* [What you are asked to do] Reproduce the pumping station documentation excerpt below word for word, from the safety state table through the note about examples/README.md.

Safety state	blocked	Control dispatch	Side-effects
nominal	false	runs normally	—
dryRun	true	skipped	downstream machines + machineGroups shut down
overfill	false	runs (pumps must drain)	upstream machines + child stations shut down
panic	true	skipped	ALL machines shut down

dryRun is triggered when direction='draining' AND vol < minVol × (1 + dryRunThresholdPercent/100). overfill is triggered when direction='filling' AND vol > maxVolAtOverflow × (highVolumeSafetyThresholdPercent/100).

11. Examples

All three tiers are written and runnable. Import any file via the Node-RED editor or the Admin API.

Tier	File	What it shows	Status
Basic	examples/01-Basic.json	Single pumpingStation driven by inject nodes — no parent, no dashboard. Try set.inflow, set.mode, cmd.calibrate.volume.	✅
Integration	examples/02-Integration.json	pumpingStation + machineGroupControl + 2 rotatingMachine pumps + level measurement. Demonstrates Phase-2 parent/child handshake and levelbased control driving real pumps.	✅
Dashboard	examples/03-Dashboard.json	Tier 2 plumbing + FlowFuse Dashboard 2.0 page — 3 charts (flow / level / volume %), mode dropdown, demand slider.	✅
Headless	examples/standalone-demo.js	Node.js-only simulator, no Node-RED required.	✅

See examples/README.md for layout conventions (link channels, lane positions, group boxes).

* [Data to examine]

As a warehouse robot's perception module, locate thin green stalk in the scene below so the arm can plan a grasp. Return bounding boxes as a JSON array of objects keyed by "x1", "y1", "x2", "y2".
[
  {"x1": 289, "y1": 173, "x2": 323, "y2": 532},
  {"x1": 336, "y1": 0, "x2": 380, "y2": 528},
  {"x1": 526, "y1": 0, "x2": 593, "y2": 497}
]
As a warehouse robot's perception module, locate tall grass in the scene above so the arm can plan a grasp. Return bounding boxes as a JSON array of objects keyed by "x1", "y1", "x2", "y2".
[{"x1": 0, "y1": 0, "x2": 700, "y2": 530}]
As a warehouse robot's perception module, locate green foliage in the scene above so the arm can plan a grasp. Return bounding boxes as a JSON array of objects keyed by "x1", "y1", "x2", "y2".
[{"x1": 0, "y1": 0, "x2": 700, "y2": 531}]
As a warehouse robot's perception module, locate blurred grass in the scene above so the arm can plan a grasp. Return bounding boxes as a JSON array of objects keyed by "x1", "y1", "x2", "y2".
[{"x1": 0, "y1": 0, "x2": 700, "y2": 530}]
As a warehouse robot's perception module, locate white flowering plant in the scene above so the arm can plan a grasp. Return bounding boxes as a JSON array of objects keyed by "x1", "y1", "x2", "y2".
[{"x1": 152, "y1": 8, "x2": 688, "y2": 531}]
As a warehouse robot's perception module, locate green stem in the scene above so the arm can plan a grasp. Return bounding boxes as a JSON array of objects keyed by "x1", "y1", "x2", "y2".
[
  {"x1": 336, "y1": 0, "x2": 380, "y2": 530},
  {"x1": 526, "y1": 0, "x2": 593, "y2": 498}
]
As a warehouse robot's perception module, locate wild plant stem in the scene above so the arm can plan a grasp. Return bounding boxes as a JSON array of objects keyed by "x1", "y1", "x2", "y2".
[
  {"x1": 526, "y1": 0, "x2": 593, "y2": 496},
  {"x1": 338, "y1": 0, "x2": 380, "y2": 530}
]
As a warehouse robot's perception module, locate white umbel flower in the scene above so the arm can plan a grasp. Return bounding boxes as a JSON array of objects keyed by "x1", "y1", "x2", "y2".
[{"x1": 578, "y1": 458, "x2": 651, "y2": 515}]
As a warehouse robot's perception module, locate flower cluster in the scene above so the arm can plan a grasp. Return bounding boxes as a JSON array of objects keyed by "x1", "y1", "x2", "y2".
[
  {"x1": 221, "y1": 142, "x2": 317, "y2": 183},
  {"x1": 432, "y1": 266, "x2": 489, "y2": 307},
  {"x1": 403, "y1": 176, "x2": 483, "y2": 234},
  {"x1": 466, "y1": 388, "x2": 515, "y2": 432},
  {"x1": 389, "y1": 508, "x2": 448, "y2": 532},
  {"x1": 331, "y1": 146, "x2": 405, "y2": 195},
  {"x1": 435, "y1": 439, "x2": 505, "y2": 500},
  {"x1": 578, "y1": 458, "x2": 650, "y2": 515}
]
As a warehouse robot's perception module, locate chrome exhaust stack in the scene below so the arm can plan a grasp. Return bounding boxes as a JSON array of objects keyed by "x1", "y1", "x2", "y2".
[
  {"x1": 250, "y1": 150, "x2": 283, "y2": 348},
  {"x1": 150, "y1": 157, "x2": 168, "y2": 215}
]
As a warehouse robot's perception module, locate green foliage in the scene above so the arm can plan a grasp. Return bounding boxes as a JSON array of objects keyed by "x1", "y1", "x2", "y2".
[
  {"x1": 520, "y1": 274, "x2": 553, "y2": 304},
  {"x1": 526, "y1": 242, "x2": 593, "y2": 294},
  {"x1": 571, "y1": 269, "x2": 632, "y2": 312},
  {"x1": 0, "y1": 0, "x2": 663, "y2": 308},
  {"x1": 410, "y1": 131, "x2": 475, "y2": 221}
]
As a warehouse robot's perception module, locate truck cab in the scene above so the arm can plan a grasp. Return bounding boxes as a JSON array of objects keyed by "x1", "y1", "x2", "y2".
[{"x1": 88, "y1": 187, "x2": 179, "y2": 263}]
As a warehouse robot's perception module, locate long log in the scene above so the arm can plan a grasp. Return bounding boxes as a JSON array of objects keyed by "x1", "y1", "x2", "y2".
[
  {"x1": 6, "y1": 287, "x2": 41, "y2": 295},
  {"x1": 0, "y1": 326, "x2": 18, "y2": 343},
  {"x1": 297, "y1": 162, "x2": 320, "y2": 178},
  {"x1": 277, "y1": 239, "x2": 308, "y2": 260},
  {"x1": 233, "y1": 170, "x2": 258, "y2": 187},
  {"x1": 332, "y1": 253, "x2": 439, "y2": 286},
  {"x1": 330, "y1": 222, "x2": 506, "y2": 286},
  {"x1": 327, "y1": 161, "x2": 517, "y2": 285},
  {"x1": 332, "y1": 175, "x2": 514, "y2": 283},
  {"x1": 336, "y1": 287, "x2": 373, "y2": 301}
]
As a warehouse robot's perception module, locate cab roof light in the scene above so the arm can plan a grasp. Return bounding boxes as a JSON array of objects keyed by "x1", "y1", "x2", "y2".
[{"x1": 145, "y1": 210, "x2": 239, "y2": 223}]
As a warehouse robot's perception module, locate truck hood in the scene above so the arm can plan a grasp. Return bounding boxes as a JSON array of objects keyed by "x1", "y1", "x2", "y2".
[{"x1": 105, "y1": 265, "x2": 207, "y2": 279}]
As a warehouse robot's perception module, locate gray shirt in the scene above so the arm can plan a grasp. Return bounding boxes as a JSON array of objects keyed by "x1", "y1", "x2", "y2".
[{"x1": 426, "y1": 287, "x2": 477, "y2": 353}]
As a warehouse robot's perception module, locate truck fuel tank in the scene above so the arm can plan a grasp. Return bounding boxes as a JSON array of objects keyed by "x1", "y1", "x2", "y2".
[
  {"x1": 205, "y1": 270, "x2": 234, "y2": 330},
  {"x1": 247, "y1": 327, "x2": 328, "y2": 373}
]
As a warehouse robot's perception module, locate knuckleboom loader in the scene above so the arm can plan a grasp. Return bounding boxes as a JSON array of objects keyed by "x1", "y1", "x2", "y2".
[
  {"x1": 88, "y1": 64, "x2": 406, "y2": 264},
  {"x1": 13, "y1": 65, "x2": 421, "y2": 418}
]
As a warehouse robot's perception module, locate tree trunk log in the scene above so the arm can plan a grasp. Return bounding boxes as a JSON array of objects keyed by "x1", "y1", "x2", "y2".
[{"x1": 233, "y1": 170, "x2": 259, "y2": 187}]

* [Exercise response]
Safety state	blocked	Control dispatch	Side-effects
nominal	false	runs normally	—
dryRun	true	skipped	downstream machines + machineGroups shut down
overfill	false	runs (pumps must drain)	upstream machines + child stations shut down
panic	true	skipped	ALL machines shut down

dryRun is triggered when direction='draining' AND vol < minVol × (1 + dryRunThresholdPercent/100). overfill is triggered when direction='filling' AND vol > maxVolAtOverflow × (highVolumeSafetyThresholdPercent/100).

11. Examples

All three tiers are written and runnable. Import any file via the Node-RED editor or the Admin API.

Tier	File	What it shows	Status
Basic	examples/01-Basic.json	Single pumpingStation driven by inject nodes — no parent, no dashboard. Try set.inflow, set.mode, cmd.calibrate.volume.	✅
Integration	examples/02-Integration.json	pumpingStation + machineGroupControl + 2 rotatingMachine pumps + level measurement. Demonstrates Phase-2 parent/child handshake and levelbased control driving real pumps.	✅
Dashboard	examples/03-Dashboard.json	Tier 2 plumbing + FlowFuse Dashboard 2.0 page — 3 charts (flow / level / volume %), mode dropdown, demand slider.	✅
Headless	examples/standalone-demo.js	Node.js-only simulator, no Node-RED required.	✅

See examples/README.md for layout conventions (link channels, lane positions, group boxes).